__Challenge A__
Please report every line in the entries below that contains the word "white", treating case as significant.

__Document excerpt__
+-------+
Here are a few examples that might give you a better idea of the concept of overparenting.

  • Feeding a toddler is a necessity, but feeding a teenager is overparenting.
  • Checking on the love life of a teenager is being protective, but poking the nose even in their twenties is overparenting.
  • Helping the kids learn is good, but being pushy with their teachers is overparenting.

The logic here is simple and ancient. Bhagavad Geeta says, nurturing a child and building his character is necessary for the child to find his way, but it is the kid who has to walk that way. No one else can do that for them!

Being an involved and active parent boosts the child’s confidence, gives a stronger emotional support system and increase the chances of the child’s success and happiness. But it is important not to cross the line faintly drawn between being actively involved and overly involved.

The effects of overparenting

Every parent wants the best for their child. They want to protect their little ones from every stone and pebble that may come their way. But it is important to understand that these struggles, pebbles and stones are as important as the big achievements in their lives.
+-------+
__Challenge B__
Summarize the overparenting excerpt above in two sentences.

__Records__
+-------+
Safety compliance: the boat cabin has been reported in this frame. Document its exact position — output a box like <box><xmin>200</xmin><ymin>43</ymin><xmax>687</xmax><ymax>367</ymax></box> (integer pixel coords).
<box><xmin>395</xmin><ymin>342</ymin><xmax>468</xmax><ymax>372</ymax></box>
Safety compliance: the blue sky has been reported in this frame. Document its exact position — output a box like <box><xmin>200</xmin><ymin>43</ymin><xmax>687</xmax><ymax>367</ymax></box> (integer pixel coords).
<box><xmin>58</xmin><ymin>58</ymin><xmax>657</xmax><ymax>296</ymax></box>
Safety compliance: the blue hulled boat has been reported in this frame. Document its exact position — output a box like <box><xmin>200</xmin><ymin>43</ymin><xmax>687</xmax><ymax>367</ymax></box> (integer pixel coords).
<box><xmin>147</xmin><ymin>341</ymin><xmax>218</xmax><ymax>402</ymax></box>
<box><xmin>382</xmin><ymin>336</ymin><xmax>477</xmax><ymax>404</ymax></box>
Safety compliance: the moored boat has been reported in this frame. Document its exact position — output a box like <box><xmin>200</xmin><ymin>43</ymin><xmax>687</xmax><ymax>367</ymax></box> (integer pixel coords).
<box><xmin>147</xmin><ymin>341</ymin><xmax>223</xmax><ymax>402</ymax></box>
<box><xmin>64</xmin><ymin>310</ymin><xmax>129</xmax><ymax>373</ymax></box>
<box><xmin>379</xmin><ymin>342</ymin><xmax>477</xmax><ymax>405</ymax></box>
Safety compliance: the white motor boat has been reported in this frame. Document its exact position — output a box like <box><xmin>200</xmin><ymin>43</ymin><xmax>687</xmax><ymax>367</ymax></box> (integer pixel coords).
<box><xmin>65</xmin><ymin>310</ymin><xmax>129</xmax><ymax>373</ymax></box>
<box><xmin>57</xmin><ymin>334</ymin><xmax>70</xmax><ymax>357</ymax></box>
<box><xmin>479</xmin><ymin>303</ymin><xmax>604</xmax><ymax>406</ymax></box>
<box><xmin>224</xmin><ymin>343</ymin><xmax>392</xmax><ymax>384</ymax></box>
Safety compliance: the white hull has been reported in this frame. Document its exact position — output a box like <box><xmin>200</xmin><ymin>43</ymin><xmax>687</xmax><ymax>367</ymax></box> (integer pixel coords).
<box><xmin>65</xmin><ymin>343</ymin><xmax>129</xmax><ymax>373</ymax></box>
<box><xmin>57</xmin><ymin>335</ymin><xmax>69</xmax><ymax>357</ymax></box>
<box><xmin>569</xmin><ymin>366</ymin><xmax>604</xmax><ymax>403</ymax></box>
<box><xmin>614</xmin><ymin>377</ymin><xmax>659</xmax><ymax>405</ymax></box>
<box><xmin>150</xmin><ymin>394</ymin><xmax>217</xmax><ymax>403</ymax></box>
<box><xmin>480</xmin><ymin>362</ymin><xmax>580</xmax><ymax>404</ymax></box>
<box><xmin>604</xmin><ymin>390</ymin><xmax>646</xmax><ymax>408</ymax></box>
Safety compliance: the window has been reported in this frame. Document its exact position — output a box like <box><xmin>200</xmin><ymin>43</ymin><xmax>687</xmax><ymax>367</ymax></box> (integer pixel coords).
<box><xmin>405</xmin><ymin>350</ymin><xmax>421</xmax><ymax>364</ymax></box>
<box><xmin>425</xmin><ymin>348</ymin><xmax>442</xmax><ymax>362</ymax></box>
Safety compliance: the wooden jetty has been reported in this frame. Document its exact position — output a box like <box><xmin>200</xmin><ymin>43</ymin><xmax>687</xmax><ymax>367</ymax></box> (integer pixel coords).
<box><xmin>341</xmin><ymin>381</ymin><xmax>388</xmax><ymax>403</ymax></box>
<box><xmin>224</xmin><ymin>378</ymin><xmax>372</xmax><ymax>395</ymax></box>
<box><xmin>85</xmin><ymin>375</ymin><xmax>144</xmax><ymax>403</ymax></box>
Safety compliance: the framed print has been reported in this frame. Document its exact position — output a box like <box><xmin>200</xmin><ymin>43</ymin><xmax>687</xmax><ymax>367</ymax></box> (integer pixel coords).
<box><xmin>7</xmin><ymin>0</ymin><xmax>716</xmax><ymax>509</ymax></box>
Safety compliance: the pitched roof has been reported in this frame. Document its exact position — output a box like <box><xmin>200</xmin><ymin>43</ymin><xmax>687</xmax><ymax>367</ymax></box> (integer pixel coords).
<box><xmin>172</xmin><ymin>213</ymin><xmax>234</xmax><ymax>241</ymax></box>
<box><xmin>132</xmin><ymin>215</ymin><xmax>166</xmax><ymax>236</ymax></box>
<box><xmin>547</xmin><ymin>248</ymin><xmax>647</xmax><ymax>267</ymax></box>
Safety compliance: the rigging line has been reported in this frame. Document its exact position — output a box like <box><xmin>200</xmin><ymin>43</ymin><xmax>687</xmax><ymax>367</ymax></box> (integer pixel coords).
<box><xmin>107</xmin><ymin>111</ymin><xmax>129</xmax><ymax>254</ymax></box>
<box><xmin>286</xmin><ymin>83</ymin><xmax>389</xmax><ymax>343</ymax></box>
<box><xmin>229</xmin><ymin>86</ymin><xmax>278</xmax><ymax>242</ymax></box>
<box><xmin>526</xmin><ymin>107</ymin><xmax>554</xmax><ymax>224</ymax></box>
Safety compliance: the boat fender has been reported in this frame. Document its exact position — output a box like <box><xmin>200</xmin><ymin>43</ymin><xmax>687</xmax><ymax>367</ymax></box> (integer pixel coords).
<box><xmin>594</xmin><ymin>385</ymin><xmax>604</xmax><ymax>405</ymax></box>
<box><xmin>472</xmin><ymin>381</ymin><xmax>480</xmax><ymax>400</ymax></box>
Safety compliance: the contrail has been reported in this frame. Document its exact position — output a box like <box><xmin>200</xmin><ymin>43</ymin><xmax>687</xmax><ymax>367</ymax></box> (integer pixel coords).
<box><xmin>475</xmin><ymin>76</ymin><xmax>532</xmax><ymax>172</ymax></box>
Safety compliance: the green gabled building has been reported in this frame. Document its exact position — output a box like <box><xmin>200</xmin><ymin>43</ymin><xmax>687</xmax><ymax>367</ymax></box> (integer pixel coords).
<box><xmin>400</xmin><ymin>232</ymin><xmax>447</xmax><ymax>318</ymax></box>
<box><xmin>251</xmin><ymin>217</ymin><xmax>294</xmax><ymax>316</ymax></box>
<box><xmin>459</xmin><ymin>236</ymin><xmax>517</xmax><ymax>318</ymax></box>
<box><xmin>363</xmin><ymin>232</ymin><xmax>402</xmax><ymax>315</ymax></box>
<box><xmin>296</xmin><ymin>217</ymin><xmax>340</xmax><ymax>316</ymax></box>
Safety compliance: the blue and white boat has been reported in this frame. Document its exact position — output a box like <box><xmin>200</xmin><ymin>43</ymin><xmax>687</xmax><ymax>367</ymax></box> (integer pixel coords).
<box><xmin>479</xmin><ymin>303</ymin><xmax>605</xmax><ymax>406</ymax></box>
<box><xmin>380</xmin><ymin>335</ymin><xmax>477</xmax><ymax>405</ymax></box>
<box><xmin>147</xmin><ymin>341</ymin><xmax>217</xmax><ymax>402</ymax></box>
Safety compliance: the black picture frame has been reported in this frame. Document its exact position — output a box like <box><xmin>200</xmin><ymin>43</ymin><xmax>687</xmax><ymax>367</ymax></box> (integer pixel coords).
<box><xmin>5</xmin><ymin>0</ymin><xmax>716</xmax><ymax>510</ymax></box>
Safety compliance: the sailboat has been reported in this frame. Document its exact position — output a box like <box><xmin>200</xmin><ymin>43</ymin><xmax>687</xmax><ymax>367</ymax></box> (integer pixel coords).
+-------+
__Result A__
Safety compliance: the white motor boat has been reported in this frame. Document its exact position — output a box like <box><xmin>200</xmin><ymin>43</ymin><xmax>687</xmax><ymax>367</ymax></box> (integer pixel coords).
Safety compliance: the white hull has been reported in this frame. Document its exact position — output a box like <box><xmin>200</xmin><ymin>43</ymin><xmax>687</xmax><ymax>367</ymax></box> (integer pixel coords).
Safety compliance: the blue and white boat has been reported in this frame. Document its exact position — output a box like <box><xmin>200</xmin><ymin>43</ymin><xmax>687</xmax><ymax>367</ymax></box> (integer pixel coords).

__Result B__
Overparenting means going beyond what a child needs, such as feeding a teenager, poking into an adult child's love life, or being pushy with the child's teachers. Active involvement boosts a child's confidence and chances of success, but parents should not become overly involved, because the child must walk their own way and struggles matter as much as big achievements.